Task statement:
Please copy every line of the data in which the string "query" appears.

Extracted entries:
◆ ◆ ◆ ◆ ◆
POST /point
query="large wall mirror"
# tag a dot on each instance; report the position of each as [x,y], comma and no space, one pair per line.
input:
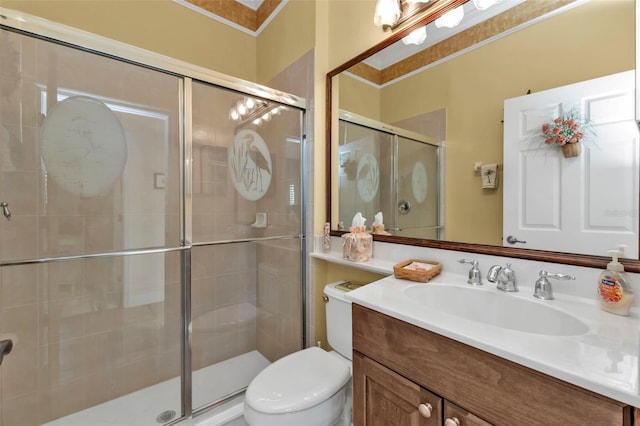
[453,89]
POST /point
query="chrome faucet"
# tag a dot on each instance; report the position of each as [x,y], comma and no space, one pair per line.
[475,277]
[504,277]
[543,289]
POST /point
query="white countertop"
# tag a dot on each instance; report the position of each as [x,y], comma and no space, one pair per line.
[603,360]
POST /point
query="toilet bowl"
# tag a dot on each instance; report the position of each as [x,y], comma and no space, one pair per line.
[311,387]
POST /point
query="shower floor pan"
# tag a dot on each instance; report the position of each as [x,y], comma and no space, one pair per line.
◆ ◆ ◆ ◆ ◆
Response to the task:
query="large wall mirror"
query="chrome faucet"
query="white countertop"
query="toilet bowl"
query="shower floor pan"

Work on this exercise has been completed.